WHAT YOU WILL DO:
Nothing in the entries may change when they are transcribed.

DATASET CONTENT:
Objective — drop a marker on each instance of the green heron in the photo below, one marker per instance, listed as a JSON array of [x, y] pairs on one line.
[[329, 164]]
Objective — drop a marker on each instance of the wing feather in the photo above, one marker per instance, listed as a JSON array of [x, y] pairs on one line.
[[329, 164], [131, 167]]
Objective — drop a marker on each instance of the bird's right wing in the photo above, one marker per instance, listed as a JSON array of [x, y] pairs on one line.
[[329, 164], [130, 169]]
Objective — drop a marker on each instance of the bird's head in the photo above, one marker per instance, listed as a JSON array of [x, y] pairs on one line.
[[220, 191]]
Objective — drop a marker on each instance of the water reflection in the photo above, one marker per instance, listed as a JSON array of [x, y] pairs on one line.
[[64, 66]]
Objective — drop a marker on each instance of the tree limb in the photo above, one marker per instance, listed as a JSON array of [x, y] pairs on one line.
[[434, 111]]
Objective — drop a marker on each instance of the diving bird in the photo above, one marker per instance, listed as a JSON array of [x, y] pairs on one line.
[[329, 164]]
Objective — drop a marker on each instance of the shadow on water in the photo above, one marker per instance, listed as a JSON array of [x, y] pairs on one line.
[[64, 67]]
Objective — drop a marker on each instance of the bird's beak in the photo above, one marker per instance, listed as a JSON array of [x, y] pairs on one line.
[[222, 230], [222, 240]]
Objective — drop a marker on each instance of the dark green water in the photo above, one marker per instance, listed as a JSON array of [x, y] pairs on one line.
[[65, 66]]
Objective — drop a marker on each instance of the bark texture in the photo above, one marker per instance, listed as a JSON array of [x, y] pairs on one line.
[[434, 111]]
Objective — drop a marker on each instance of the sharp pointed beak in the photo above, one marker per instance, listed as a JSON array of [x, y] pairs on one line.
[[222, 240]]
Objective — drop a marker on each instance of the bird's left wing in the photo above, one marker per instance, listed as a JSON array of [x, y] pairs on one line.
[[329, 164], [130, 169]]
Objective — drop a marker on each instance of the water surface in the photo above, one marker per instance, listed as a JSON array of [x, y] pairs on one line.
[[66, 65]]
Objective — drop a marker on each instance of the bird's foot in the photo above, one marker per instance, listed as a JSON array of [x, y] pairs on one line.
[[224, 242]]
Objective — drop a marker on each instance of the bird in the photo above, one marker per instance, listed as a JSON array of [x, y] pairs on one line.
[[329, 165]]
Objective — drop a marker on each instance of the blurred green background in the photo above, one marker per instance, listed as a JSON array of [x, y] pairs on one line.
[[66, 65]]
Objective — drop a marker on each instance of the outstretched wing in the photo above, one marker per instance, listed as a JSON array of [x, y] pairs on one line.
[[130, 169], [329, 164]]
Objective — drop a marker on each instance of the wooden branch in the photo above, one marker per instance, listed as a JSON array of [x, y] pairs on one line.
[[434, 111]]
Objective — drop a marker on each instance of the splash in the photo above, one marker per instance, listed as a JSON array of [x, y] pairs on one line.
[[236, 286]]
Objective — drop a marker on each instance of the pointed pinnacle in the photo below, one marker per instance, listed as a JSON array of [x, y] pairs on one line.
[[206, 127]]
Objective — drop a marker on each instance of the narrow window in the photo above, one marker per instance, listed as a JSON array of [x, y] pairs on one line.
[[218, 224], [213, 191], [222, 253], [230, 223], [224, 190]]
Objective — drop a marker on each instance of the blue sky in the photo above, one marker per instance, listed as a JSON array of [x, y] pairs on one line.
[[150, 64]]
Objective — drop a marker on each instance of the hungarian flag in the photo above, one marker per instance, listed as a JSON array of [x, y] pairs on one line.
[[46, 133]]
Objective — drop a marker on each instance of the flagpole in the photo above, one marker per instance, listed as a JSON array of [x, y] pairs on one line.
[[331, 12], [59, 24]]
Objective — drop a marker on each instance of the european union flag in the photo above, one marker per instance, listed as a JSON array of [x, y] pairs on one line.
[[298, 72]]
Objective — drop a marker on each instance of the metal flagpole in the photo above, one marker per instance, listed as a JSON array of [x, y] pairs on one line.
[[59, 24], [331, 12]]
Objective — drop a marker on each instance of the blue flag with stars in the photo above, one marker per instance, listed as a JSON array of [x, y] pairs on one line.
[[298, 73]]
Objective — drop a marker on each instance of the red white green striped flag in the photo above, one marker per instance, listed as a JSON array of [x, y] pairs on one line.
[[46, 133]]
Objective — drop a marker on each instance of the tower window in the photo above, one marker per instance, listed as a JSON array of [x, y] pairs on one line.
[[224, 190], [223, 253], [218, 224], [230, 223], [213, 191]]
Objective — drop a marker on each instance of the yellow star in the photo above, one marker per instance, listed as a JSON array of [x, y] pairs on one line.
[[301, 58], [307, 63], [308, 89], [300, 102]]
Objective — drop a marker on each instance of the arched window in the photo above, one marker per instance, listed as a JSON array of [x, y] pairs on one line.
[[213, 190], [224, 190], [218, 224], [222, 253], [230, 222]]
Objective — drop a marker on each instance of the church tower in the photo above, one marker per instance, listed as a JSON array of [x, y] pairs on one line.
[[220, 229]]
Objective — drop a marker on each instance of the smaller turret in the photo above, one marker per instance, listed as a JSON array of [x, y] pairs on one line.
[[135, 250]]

SOLUTION FOR THIS PROBLEM:
Objective — drop a marker on each instance of the green heron in the photo below, one marker per instance, listed as a JSON array of [x, y] pairs on one line.
[[329, 164]]
Objective — drop a marker on each instance of the wing feather in the photo above, one marker per instance, listed as a JSON array of [x, y] pairs on one line.
[[329, 164], [131, 167]]
Objective — drop a marker on each instance of the bird's right wing in the photo above, one marker per instance, listed as a JSON array of [x, y] pairs on one line.
[[329, 164], [130, 169]]
Objective — drop a marker on each instance of the bird's head in the photo above, one marker per instance, listed as a JSON array of [x, y] pairs on one line.
[[220, 191]]
Objective — drop a marker on each instance of the water reflection in the photo above, one marker per instance, listed as a JSON array of [x, y] pairs on one line.
[[64, 66]]
Objective — drop a marker on each instance of the tree limb in the photo above, one marker per instance, listed as a JSON array of [x, y] pairs on one line.
[[434, 111]]
Objective — drop a marker on each instance of the diving bird in the photo above, one marker per instance, listed as a JSON array of [x, y] pairs on one line.
[[329, 164]]
Objective — drop a marker on each instance of the shadow on water in the photo above, one marker per instance, listed as a JSON array of [x, y] pairs on one line.
[[64, 67]]
Objective — drop a marker on each instance of the bird's beak in the photo above, one marker per instance, listed as a JSON array of [x, y] pairs on one line.
[[222, 230], [222, 240]]
Objective — drop a marker on each instance of the dark green water in the photo above, one marker per instance, listed as a JSON array of [x, y] pairs on one line.
[[65, 66]]
Objective — drop a marker on each instance of the bark texture in the photo above, one marker per instance, listed as a JSON array of [x, y] pairs on one line.
[[434, 111]]
Objective — drop a marker on each instance of the sharp pointed beak in the photo above, one marker per instance, listed as a JSON array of [x, y] pairs on one line.
[[222, 240]]
Objective — drop a marker on each instance of the bird's left wing in the photo above, one marker per instance, listed as a JSON array of [x, y] pairs on one line.
[[329, 164], [130, 169]]
Objective — drop a marker on each instance of the water surface in the photo above, one marker per instance, listed as a JSON array of [x, y] pairs on one line.
[[66, 65]]
Objective — drop a marker on each instance of the bird's foot in the photo above, one marker per instance, listed as a JSON array of [x, y] pairs on one line.
[[224, 242]]
Objective — drop a marker on each instance of the bird in the photo above, one marker per instance, listed as a JSON array of [x, y] pairs on one line.
[[329, 165]]
Objective — drop a marker on each instance of the blurred green background in the photo above, one marker per instance, listed as a JSON array of [x, y] pairs on one line.
[[66, 65]]
Objective — drop a marker on each instance of the outstretched wing in the photo above, one marker per instance, listed as a JSON array of [x, y] pairs on one line.
[[130, 169], [329, 164]]
Objective — drop a marker on each instance of the wooden branch in the photo above, one marker per instance, listed as a JSON array of [x, y] pairs on one line.
[[434, 111]]
Objective — drop a marker on each instance of the splash in the photo above, one marker per instance, listed as a JSON array of [x, y] pairs on one line.
[[236, 286]]
Objective — drop a marker on each instance of the pointed pinnacle in the photo below, one marker per instance, listed as a JSON array of [x, y] pairs on one line.
[[206, 127]]
Objective — drop a marker on each instance of the narrow window in the photo above, one marker per instance, listed as a JSON array of [x, y] pairs on one line.
[[218, 224], [213, 191], [222, 253], [230, 223], [224, 190]]
Objective — drop a marker on each instance of the blue sky in the photo above, one marker per instance, listed as a JSON array of [x, y] pairs on one line.
[[150, 64]]
Objective — drop a marker on each instance of the hungarian flag in the photo above, one marker per instance, listed as a JSON array of [x, y] pairs on one line.
[[46, 133]]
Objective — drop a marker on each instance of the flagpole in the photo above, one marker per instance, listed as a JSON array of [x, y] pairs on one line.
[[331, 12], [59, 24]]
Objective — drop a marker on each instance of the european union flag in the photo above, one marker per instance, listed as a JSON array of [x, y] pairs on one line.
[[298, 72]]
Objective — drop a marker on each instance of the metal flagpole in the photo above, one marker per instance, listed as a JSON array of [x, y] pairs on one line.
[[59, 24], [331, 12]]
Objective — drop a marker on each instance of the blue flag with stars in the photo above, one marker per instance, listed as a JSON array of [x, y] pairs on one line.
[[298, 73]]
Objective — drop a marker on each instance of the red white green striped flag in the photo above, one marker per instance, listed as a JSON array of [x, y] pairs on one line.
[[46, 133]]
Objective — drop a marker on each instance of the tower window in the photo above, one marker per instance, listed as a JSON array of [x, y] pairs on one line.
[[224, 190], [223, 253], [218, 224], [230, 223], [213, 191]]
Objective — drop a marker on each instance of the yellow star in the photo above, one marker per instance, listed as a JSON array of [x, y] pairs on one line.
[[301, 58], [307, 63], [308, 89], [300, 102]]
Objective — drop a marker on each instance of the arched window in the photo above, one marker per instance, listed as a JSON array of [x, y] pairs on one line.
[[213, 190], [224, 190], [218, 224], [222, 253], [230, 222]]
Objective — drop a marker on each instance of the church tower in the photo above, one marker per instance, listed as a JSON array of [x, y] pairs on one line.
[[220, 229]]
Objective — drop a marker on each instance of the smaller turret in the photo above, one marker per instance, listed as a JSON array of [x, y] pairs on one line.
[[135, 250]]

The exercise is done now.